* **What this task involves**: Copy the material that follows word for word and omit its pictures.
::::
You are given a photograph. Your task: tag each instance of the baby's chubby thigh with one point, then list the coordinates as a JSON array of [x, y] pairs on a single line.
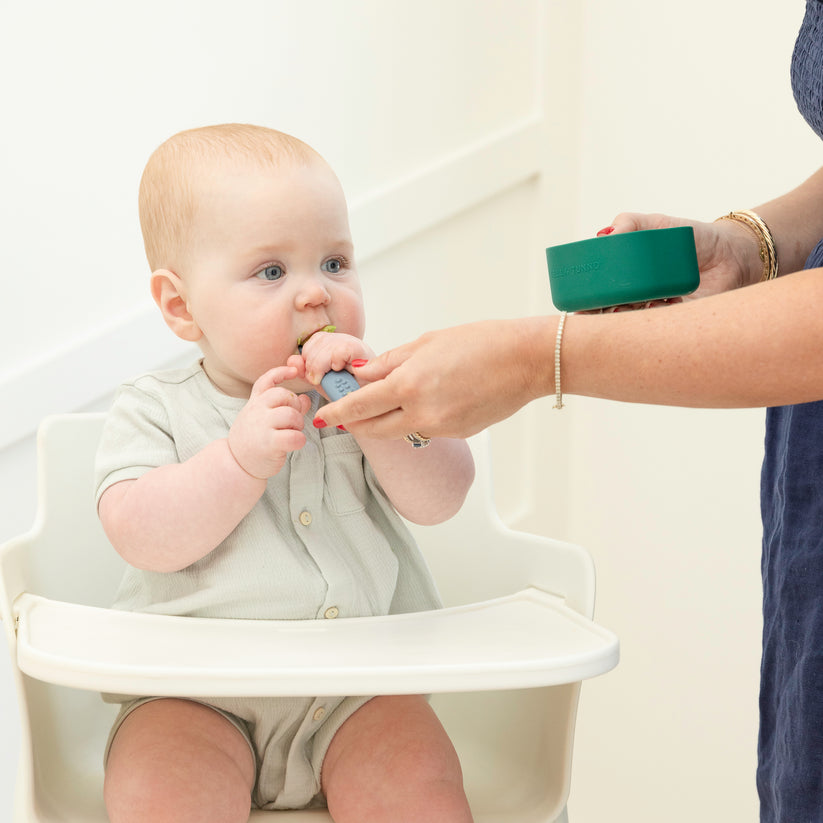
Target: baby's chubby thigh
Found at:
[[393, 761], [178, 760]]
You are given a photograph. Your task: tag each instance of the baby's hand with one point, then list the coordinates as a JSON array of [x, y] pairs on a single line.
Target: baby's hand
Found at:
[[326, 351], [270, 425]]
::::
* **Output below**:
You are given a photograph. Your task: tag each instance of the baby's chubby thigh with one point, then list the coordinates as a JSON array of [x, y] pairs on a single line.
Target: baby's chubby thigh
Found at:
[[393, 761], [178, 760]]
You are given a photograph. Your task: tag each instance of the baby's hand with one point, then list the coordinates as a JSON array of [x, y] pairs on a single line.
Target: baby's hand
Found at:
[[326, 351], [270, 425]]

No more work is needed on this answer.